What you are asked to do: Write down exactly the line where "of the floral" occurs and every line that follows it through the end of the material below; include nothing else.

**** Task data

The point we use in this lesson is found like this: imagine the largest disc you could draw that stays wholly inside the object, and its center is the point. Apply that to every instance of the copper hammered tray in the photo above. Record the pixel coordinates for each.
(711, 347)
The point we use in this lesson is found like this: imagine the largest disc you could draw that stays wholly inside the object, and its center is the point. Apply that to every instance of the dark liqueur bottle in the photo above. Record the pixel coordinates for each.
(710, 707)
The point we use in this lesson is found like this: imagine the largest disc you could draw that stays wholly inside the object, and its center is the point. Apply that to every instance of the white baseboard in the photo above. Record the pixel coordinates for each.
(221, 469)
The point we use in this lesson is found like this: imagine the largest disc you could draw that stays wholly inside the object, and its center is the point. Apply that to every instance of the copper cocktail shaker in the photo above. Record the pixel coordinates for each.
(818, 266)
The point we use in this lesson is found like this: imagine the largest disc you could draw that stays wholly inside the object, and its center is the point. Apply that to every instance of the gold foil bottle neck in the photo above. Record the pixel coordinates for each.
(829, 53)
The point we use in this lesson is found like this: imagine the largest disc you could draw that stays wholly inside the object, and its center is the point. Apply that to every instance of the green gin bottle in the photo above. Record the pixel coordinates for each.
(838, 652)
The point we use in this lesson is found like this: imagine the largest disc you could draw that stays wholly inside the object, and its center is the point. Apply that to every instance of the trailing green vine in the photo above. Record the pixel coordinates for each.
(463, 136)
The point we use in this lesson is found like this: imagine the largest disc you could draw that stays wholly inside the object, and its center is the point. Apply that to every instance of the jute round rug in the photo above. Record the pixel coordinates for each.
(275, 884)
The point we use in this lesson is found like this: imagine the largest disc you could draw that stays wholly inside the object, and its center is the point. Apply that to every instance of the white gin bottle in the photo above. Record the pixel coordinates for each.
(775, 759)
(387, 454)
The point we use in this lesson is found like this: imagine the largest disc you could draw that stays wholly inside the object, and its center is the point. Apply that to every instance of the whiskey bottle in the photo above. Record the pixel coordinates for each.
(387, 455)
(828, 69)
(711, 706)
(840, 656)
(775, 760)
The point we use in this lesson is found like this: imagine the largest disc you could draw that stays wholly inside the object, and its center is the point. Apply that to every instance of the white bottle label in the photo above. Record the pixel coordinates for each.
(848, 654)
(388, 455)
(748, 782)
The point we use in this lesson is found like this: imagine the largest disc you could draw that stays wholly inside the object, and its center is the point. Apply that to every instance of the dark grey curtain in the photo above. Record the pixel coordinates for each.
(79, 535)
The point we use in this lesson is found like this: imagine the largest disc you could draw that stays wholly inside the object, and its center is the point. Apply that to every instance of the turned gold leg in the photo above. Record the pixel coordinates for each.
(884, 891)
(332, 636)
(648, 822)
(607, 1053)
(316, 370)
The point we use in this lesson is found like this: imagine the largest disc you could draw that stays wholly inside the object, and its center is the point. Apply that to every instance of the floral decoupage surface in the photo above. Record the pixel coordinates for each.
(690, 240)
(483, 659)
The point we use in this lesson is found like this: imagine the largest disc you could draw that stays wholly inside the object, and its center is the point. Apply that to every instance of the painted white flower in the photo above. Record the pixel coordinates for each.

********

Result of the task:
The point we use in this lesson is found like this: imagine the largest disc you could draw that stays wholly inside the object, and its center is the point. Apply that to every instance of the floral decoupage surface in the photo above. Record the pixel coordinates for each.
(690, 240)
(483, 659)
The point we use in this lesson is found like this: imagine the largest disc you could draw that stays wholly inside the object, and its center is the point. Apply that to every instance of the painted white flower in the photo above. Record the pixel coordinates for each.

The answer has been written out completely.